Reproduce verbatim the lines below, from the line containing "Task: indicate every instance of the distant" through the end of the data, both ends included.
** Start of Input **
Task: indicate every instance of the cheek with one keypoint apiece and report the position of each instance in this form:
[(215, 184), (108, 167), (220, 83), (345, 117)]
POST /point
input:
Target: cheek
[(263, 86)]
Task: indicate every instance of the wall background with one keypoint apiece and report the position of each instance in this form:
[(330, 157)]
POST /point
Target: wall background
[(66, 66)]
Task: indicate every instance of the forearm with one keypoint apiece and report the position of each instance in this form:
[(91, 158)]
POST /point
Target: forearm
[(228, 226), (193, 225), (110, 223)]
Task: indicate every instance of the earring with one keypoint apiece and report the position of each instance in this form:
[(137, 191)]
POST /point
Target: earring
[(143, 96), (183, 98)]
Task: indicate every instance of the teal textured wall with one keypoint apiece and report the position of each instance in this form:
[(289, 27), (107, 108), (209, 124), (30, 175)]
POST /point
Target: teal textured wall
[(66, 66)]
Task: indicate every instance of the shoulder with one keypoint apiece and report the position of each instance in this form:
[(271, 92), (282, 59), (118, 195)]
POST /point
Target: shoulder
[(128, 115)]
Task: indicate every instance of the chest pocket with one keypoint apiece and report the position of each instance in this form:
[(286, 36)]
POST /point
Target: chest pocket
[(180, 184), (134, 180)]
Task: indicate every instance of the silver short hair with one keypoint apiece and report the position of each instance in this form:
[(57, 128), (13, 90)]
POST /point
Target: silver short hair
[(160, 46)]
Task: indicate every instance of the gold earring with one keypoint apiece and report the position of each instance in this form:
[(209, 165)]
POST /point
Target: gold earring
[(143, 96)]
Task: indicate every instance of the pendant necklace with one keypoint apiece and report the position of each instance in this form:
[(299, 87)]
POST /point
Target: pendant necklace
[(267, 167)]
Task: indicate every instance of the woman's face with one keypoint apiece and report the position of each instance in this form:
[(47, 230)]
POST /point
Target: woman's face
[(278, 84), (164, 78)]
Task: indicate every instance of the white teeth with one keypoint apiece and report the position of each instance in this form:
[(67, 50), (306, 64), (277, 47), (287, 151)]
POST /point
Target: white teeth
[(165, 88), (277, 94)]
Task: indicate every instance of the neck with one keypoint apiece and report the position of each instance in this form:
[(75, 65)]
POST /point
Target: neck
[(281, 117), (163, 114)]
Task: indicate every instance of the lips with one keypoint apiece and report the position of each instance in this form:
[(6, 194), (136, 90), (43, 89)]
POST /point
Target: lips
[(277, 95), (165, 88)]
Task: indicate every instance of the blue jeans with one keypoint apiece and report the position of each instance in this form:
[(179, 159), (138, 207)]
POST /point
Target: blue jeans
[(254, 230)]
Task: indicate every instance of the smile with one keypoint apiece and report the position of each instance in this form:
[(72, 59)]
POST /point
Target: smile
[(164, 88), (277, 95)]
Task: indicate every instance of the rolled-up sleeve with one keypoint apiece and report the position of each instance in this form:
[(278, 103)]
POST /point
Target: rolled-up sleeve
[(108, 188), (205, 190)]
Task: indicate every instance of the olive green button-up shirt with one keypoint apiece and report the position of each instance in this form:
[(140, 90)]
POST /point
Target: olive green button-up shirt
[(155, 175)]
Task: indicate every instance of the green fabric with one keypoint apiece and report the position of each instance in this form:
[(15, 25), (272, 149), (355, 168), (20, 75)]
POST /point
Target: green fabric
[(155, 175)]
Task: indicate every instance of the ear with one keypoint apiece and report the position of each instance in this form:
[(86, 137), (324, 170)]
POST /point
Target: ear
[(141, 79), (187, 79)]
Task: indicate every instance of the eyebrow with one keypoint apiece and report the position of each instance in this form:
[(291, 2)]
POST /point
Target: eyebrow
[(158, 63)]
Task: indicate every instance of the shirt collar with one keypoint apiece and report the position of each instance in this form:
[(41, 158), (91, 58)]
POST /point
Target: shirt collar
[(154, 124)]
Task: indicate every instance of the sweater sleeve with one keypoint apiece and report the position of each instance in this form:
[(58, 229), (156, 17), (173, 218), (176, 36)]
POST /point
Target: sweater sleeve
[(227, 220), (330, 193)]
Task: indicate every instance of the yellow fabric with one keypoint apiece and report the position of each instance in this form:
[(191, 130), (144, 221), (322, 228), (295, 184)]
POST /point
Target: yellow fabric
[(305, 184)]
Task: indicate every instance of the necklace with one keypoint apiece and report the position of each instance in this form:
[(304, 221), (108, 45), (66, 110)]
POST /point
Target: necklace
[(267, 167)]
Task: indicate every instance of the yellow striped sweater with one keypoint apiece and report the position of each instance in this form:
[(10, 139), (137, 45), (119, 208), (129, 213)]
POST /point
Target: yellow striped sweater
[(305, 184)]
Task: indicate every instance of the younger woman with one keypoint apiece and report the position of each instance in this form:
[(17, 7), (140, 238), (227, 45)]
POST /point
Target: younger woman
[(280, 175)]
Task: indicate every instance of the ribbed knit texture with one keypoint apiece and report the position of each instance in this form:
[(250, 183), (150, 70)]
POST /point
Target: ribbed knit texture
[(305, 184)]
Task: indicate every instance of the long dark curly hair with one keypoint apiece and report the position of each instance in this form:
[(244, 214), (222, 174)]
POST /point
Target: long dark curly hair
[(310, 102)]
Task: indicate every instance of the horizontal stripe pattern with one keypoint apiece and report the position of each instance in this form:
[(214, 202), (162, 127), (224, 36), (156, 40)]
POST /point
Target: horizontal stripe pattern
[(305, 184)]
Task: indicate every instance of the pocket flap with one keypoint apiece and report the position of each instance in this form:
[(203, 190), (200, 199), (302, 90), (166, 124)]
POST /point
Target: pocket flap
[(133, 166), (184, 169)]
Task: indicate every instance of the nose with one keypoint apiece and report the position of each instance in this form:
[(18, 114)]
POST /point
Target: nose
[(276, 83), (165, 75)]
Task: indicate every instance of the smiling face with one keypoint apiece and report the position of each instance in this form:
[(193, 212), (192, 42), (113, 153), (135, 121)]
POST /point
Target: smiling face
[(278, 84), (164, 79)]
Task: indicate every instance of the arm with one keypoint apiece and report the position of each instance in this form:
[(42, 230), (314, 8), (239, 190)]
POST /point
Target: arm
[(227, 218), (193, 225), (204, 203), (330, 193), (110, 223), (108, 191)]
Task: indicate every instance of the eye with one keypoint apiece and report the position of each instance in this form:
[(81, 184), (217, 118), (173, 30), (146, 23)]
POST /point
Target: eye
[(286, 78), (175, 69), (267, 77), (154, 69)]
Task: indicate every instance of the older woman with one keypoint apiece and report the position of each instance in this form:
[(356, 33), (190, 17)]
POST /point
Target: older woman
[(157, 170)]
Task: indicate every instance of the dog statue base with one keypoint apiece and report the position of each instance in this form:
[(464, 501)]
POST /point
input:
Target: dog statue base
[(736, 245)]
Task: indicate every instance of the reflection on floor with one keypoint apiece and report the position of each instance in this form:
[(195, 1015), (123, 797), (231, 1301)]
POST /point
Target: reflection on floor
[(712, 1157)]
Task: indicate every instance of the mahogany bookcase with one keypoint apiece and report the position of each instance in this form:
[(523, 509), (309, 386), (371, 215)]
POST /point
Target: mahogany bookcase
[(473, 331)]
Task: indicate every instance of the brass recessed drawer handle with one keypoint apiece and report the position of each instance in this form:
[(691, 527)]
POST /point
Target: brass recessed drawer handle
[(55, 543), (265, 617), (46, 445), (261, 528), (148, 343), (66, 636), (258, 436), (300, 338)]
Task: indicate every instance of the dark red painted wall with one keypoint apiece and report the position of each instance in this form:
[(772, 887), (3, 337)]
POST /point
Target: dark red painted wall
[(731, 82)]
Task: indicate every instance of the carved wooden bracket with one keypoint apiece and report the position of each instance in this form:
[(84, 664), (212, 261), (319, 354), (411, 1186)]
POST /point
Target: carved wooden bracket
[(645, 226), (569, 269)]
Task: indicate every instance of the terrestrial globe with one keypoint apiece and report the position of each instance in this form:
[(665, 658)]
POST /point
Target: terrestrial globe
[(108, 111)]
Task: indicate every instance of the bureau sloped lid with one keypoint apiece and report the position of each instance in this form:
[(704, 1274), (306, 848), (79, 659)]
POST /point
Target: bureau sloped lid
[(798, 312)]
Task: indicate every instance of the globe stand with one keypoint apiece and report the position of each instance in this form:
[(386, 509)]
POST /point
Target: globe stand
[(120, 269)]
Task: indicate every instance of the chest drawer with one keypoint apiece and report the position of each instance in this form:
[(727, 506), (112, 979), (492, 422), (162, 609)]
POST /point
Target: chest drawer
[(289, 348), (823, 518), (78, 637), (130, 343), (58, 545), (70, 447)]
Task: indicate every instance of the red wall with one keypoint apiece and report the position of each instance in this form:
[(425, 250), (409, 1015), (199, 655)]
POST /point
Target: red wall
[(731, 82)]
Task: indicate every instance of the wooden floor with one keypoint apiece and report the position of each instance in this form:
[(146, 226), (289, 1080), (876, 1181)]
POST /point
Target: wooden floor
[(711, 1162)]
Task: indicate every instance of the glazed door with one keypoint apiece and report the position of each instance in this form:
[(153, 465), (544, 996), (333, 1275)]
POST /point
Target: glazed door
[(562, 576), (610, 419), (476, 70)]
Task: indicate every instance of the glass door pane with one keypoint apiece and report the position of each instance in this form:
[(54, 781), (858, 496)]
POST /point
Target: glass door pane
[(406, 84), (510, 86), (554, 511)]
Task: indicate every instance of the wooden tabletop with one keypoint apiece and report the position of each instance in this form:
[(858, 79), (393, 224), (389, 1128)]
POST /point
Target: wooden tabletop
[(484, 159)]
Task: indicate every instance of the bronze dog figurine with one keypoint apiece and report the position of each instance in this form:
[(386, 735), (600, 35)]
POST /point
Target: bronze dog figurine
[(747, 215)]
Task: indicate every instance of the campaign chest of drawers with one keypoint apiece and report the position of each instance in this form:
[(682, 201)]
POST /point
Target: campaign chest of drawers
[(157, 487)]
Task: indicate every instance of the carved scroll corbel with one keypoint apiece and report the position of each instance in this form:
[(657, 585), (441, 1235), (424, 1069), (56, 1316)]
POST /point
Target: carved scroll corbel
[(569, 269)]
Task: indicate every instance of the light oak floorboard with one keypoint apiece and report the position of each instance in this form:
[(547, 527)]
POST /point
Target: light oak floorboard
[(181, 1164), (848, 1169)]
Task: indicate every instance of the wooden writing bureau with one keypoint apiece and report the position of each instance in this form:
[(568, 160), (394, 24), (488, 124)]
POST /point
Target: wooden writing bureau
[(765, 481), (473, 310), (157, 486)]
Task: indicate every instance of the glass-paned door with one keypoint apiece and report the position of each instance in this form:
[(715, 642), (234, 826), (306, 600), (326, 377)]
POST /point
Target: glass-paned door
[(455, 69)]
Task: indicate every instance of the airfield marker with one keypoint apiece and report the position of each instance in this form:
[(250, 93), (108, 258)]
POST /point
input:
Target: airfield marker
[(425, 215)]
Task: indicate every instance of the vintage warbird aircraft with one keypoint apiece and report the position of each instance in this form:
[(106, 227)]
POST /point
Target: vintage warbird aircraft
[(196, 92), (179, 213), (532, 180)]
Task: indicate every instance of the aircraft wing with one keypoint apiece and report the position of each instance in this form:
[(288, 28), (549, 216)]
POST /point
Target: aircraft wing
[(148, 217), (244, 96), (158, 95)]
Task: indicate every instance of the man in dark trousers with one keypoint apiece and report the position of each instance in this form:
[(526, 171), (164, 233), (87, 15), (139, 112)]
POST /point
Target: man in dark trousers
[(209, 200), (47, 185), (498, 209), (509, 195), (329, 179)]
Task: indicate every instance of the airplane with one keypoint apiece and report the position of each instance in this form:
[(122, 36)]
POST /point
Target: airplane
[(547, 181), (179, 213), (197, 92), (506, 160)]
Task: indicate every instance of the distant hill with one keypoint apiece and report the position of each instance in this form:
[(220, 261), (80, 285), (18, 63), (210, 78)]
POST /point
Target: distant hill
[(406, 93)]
** End of Input **
Output for this exercise =>
Task: indicate every instance of the distant hill with one keypoint apiece and report the position of each instance in this form:
[(220, 261), (80, 285), (18, 63), (210, 78)]
POST /point
Target: distant hill
[(406, 93)]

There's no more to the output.